:: PROVIDED RECORDS ::

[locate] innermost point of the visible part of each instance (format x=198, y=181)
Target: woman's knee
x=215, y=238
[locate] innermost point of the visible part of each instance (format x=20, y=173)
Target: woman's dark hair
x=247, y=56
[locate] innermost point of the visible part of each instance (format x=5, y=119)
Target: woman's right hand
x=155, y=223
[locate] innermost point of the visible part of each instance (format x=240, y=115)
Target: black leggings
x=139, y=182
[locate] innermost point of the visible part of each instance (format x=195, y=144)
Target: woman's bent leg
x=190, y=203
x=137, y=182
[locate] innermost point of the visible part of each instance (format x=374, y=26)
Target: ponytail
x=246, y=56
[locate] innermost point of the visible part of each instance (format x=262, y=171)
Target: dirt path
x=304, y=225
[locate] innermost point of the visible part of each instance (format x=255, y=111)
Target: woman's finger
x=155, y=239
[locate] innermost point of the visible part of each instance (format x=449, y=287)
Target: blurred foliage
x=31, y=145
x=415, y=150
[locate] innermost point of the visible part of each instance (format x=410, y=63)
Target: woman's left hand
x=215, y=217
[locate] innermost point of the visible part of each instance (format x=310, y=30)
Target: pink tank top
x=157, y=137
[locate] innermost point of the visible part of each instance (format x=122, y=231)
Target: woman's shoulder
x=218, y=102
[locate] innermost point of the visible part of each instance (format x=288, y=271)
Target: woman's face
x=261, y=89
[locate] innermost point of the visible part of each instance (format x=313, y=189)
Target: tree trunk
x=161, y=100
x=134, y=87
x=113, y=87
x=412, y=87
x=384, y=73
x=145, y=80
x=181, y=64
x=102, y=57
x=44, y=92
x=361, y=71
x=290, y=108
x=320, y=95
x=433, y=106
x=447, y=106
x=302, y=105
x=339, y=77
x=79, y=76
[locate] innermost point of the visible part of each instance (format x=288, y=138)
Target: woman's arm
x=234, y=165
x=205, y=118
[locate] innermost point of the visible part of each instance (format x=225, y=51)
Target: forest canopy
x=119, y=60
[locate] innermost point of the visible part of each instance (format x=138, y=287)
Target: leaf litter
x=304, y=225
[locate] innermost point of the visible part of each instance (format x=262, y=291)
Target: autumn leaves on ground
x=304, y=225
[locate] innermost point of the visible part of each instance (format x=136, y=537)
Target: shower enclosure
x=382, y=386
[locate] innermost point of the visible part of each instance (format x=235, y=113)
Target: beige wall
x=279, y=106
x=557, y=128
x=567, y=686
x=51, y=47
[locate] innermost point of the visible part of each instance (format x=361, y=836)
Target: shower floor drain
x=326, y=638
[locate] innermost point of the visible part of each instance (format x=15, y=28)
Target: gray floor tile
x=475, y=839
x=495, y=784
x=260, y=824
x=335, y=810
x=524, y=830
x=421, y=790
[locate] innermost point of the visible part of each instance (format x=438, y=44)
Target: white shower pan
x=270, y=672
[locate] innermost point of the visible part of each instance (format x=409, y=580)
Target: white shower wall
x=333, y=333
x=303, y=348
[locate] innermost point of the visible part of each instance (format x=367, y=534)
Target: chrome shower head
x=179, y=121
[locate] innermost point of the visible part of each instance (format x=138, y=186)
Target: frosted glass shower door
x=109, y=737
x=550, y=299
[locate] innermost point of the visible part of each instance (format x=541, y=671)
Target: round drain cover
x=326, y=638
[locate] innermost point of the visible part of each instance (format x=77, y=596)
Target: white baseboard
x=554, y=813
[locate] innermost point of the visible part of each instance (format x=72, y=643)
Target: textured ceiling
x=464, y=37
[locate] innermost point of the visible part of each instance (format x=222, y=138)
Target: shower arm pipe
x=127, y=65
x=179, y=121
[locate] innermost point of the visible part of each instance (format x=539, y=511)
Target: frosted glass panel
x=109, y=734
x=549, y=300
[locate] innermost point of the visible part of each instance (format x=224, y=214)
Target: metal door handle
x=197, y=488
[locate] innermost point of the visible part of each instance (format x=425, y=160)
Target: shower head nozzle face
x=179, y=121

:::

§ **WHAT THIS TASK INVOLVES**: Each record above should be transcribed exactly.

§ **RESULT**:
[locate] innermost point of the visible part of each instance (format x=198, y=181)
Target: woman's knee
x=215, y=238
[locate] innermost point of the visible part of each instance (format x=20, y=173)
Target: woman's dark hair
x=247, y=56
[locate] innermost point of the visible part of each instance (format x=5, y=119)
Target: woman's right hand
x=155, y=223
[locate] innermost point of the visible part of each instance (format x=240, y=115)
Target: black leggings
x=139, y=182
[locate] innermost point of the visible part of each instance (format x=195, y=144)
Target: woman's bent leg
x=190, y=203
x=137, y=182
[locate] innermost point of the visible part of each instance (format x=374, y=26)
Target: ponytail
x=246, y=56
[locate] innermost point of the visible part of each instance (format x=262, y=171)
Target: dirt path
x=304, y=225
[locate] innermost point of the visible part of each instance (format x=255, y=111)
Target: woman's finger
x=155, y=239
[locate] innermost point of the visible part of each instance (format x=449, y=287)
Target: blurred foliage
x=31, y=145
x=415, y=150
[locate] innermost point of the visible part of each instance (format x=410, y=63)
Target: woman's left hand
x=215, y=217
[locate] innermost point of the visible part of each instance (format x=310, y=30)
Target: pink tank top
x=157, y=137
[locate] innermost point of the visible part of each instance (format x=122, y=231)
Target: woman's shoulder
x=218, y=102
[locate] innermost point of the visible part of each instance (format x=288, y=271)
Target: woman's face
x=261, y=89
[locate] innermost point of the visible part of each instance (format x=313, y=189)
Target: tree trunk
x=161, y=100
x=134, y=87
x=113, y=87
x=412, y=87
x=384, y=73
x=145, y=80
x=181, y=64
x=102, y=57
x=44, y=92
x=361, y=71
x=290, y=108
x=320, y=95
x=433, y=106
x=447, y=106
x=302, y=105
x=339, y=77
x=79, y=76
[locate] innermost point of the visible part of each instance (format x=288, y=138)
Target: woman's arm
x=234, y=165
x=205, y=118
[locate] innermost point of the visible part of each instance (format x=225, y=51)
Target: forest canopy
x=119, y=60
[locate] innermost point of the visible part of each instance (format x=138, y=287)
Target: leaf litter
x=304, y=225
[locate] innermost point of the visible part of each instance (format x=262, y=291)
Target: autumn leaves on ground
x=304, y=225
[locate] innermost point of the visible part of each instance (format x=136, y=537)
Target: shower enclosure
x=382, y=386
[locate] innermost point of the visible part of each instance (format x=235, y=113)
Target: beige wall
x=279, y=106
x=557, y=128
x=567, y=686
x=51, y=47
[locate] innermost point of the visible part of each instance (format x=361, y=836)
Target: shower floor drain
x=326, y=638
[locate] innermost point of the visible part of each instance (format x=15, y=28)
Target: gray floor tile
x=475, y=839
x=495, y=784
x=260, y=824
x=335, y=810
x=524, y=830
x=421, y=790
[locate] innermost point of the visible part of each instance (format x=438, y=44)
Target: white shower pan
x=270, y=672
[locate] innermost point of the visible part of each instance (format x=409, y=580)
Target: white shower wall
x=333, y=333
x=303, y=348
[locate] innermost point of the visible part of each instance (format x=367, y=534)
Target: chrome shower head
x=179, y=121
[locate] innermost point of the visible part of each instance (format x=138, y=186)
Target: frosted glass shower door
x=109, y=737
x=550, y=299
[locate] innermost point of the visible part of each instance (format x=541, y=671)
Target: round drain cover
x=326, y=638
[locate] innermost point of the visible part of each instance (format x=77, y=596)
Target: white baseboard
x=554, y=813
[locate] innermost point of the visible part of each instance (format x=72, y=643)
Target: textured ceiling
x=464, y=37
[locate] innermost point of the visible part of each instance (format x=222, y=138)
Target: shower arm pipe
x=127, y=65
x=179, y=121
[locate] innermost point of the visible part of each instance (format x=539, y=511)
Target: frosted glass panel
x=109, y=734
x=549, y=300
[locate] innermost point of the visible part of each instance (format x=224, y=214)
Target: metal door handle
x=197, y=488
[locate] innermost point of the visible part of each instance (format x=425, y=160)
Target: shower head nozzle face
x=179, y=121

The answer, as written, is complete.